— BEGIN Supplied information —

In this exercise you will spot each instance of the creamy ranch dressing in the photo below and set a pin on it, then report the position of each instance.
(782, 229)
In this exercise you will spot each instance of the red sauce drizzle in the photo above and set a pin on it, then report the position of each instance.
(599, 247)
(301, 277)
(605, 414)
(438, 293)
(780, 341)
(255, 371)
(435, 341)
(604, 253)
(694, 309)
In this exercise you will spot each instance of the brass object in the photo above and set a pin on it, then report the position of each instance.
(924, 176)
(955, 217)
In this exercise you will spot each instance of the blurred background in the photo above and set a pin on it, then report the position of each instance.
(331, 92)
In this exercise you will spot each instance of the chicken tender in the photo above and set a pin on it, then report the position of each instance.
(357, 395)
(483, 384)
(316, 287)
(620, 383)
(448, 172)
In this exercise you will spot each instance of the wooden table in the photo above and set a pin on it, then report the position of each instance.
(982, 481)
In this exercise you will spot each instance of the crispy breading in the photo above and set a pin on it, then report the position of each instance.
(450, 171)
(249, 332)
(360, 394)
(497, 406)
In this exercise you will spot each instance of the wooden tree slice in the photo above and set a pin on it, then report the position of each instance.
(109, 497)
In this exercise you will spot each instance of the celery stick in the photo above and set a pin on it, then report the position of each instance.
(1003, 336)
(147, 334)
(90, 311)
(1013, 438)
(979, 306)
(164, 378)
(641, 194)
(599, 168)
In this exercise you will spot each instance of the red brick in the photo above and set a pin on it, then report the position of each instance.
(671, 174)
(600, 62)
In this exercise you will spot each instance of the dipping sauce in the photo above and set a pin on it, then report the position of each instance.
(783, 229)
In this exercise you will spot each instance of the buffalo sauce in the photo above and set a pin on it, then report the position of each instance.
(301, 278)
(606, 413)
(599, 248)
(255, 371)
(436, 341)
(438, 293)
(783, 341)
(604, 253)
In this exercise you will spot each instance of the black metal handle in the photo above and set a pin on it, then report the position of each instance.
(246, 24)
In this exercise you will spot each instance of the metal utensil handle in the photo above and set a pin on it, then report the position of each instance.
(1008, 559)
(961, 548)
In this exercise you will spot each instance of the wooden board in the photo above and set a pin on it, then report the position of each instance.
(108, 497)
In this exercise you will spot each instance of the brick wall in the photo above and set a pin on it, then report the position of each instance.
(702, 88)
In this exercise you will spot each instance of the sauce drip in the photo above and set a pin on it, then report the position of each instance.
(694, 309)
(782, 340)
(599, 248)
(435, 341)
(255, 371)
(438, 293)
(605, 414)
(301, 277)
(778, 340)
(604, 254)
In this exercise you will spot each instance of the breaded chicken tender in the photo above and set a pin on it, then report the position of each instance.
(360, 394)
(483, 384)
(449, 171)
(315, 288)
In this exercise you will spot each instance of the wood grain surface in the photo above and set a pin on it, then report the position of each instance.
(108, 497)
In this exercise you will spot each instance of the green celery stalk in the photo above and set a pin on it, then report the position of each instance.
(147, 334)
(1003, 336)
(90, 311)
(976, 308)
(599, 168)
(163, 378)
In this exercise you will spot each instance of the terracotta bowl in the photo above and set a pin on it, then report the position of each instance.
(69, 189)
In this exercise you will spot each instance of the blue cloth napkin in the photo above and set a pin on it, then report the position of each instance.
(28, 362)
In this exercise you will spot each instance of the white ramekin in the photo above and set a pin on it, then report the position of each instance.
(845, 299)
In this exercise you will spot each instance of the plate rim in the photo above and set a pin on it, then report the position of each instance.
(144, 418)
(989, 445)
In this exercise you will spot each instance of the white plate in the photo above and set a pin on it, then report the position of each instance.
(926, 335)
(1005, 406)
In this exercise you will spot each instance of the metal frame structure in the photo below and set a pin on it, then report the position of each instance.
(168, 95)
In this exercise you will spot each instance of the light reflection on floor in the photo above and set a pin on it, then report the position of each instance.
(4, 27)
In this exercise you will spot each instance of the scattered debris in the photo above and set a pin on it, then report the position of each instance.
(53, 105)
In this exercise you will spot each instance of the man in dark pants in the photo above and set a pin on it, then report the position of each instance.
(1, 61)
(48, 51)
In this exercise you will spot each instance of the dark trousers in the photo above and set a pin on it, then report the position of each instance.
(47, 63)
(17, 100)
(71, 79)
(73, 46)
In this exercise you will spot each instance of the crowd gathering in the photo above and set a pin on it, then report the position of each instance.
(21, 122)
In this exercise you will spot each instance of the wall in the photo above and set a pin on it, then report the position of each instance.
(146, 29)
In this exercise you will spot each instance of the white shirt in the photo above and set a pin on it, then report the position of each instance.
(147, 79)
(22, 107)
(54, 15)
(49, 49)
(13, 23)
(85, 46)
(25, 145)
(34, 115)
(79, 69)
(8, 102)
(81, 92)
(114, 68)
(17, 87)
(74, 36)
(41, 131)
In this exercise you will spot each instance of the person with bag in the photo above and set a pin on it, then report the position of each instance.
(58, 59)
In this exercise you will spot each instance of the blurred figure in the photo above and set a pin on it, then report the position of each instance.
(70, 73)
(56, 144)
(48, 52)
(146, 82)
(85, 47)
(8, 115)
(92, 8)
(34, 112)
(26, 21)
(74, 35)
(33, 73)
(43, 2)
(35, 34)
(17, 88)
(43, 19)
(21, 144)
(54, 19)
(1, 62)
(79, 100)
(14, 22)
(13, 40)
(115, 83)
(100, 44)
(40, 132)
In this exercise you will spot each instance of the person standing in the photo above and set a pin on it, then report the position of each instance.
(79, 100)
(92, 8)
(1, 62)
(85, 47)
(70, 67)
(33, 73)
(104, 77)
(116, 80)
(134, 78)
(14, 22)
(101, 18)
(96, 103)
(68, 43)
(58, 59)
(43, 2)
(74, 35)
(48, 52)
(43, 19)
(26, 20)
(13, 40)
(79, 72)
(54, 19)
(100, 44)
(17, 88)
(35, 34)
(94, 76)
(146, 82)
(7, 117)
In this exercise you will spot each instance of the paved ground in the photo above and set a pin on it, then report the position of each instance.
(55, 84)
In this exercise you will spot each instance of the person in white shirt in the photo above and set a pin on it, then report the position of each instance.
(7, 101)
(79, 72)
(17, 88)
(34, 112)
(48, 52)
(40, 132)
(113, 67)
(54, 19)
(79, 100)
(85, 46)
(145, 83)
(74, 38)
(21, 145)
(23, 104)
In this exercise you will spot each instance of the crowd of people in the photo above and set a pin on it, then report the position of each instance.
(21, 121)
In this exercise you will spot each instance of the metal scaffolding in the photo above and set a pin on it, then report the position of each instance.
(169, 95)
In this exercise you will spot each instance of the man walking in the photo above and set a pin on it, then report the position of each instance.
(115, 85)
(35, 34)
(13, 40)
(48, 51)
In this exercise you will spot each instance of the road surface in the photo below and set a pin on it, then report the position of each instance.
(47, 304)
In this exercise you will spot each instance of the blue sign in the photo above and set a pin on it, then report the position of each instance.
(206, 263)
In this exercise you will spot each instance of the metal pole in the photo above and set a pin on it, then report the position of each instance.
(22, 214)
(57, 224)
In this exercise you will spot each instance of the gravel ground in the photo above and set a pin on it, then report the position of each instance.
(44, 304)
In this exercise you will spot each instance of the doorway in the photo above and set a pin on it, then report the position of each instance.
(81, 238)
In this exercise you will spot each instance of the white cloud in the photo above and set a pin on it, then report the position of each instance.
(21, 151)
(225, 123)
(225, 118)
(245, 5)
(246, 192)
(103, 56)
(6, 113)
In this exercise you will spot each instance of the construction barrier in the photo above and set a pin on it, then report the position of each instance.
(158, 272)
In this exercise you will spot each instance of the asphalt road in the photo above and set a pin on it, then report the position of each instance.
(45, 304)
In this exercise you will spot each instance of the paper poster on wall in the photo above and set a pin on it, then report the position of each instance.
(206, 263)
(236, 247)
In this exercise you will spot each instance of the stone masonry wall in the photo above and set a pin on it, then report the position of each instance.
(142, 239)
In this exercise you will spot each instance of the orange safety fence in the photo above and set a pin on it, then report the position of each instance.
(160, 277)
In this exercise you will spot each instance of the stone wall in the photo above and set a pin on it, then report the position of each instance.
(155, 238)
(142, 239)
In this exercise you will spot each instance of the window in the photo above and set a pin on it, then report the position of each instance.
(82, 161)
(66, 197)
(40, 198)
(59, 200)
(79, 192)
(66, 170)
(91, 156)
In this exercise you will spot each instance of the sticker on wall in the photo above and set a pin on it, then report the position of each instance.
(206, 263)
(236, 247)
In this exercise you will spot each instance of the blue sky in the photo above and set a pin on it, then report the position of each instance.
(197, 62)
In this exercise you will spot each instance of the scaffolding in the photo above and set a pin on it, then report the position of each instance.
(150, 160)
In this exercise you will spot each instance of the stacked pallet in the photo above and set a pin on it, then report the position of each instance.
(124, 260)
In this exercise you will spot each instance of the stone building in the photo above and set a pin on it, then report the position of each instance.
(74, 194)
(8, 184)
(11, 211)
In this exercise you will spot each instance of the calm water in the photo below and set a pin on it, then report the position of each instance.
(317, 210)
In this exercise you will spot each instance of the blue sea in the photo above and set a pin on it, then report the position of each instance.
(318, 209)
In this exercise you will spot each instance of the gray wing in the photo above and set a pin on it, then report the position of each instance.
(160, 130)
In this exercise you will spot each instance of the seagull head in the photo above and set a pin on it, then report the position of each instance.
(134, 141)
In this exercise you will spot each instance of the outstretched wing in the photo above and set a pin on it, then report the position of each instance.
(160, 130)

— END Supplied information —

■ **Do this**:
Transcribe the records above exactly, but only from the line that contains "the blue sea" through their final line, inclusive.

■ **Worked answer**:
In this exercise you will spot each instance of the blue sea in the photo above and set a pin on it, then report the position of each instance.
(318, 209)
In this exercise you will spot each instance of the gray wing in the photo above and set a pin on it, then report the position of each instance.
(160, 130)
In this exercise you will spot each instance of the seagull head in the photo above and set a pin on it, then report the position of each instance.
(134, 141)
In this exercise you will spot each instance of the outstretched wing in the photo above and set a pin on it, then report the position of each instance.
(160, 130)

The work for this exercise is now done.